→ **DIRECTIONS FOR THIS TASK**
Look for "detect" in each line of the entries, and return the matching lines.

→ **RECORDS SHOWN**

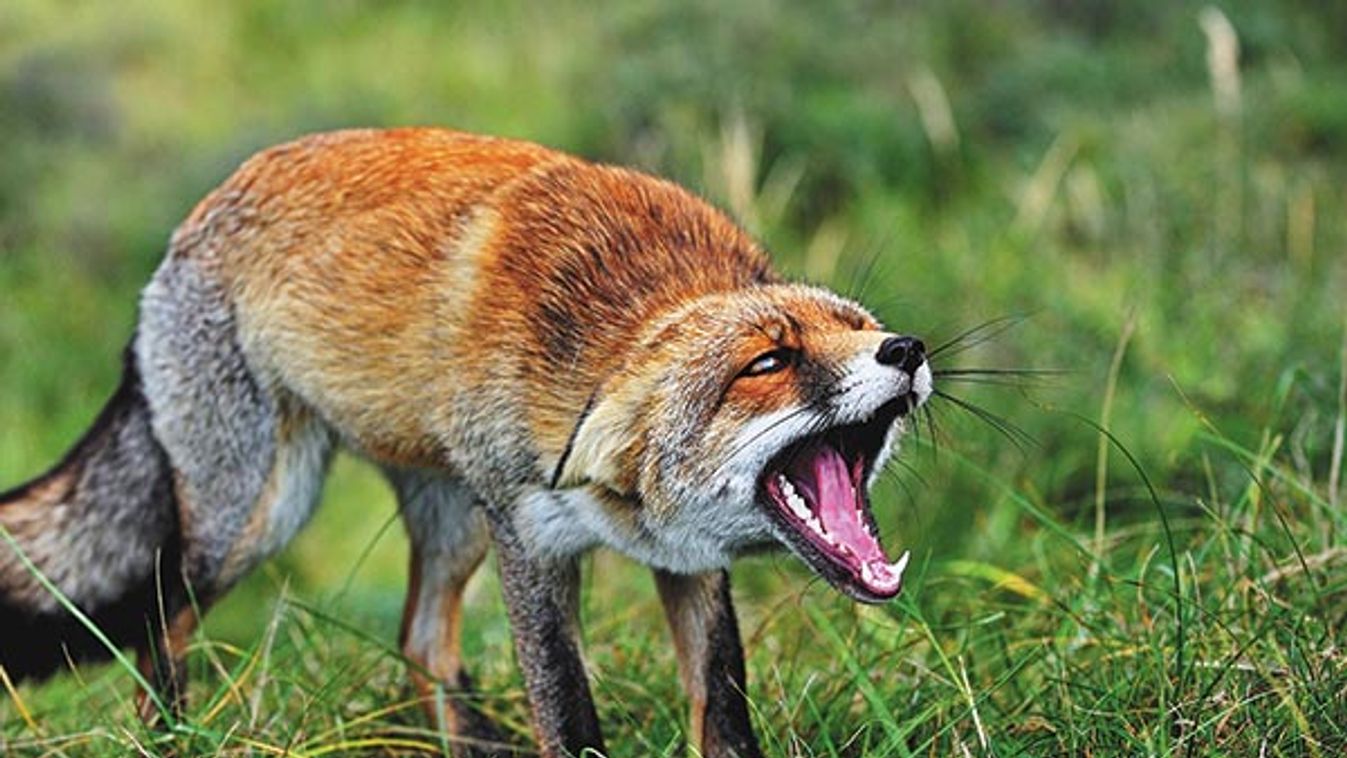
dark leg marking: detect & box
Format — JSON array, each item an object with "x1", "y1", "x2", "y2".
[
  {"x1": 655, "y1": 569, "x2": 763, "y2": 758},
  {"x1": 488, "y1": 514, "x2": 604, "y2": 758}
]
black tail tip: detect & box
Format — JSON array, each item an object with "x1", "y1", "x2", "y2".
[
  {"x1": 0, "y1": 592, "x2": 157, "y2": 685},
  {"x1": 0, "y1": 599, "x2": 78, "y2": 684}
]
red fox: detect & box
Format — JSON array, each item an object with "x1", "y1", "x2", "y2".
[{"x1": 0, "y1": 128, "x2": 930, "y2": 757}]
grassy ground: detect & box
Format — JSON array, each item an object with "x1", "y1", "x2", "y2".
[{"x1": 2, "y1": 1, "x2": 1346, "y2": 755}]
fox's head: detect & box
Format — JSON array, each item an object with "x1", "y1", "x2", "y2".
[{"x1": 555, "y1": 284, "x2": 930, "y2": 603}]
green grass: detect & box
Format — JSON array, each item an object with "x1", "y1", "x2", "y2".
[{"x1": 3, "y1": 1, "x2": 1347, "y2": 755}]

→ **SOLUTION FOR THIS EXERCISE**
dark leg marking: detect & box
black tail tip: detect & box
red fox: detect & box
grassy ground: detect & box
fox's head: detect & box
green grass: detect & box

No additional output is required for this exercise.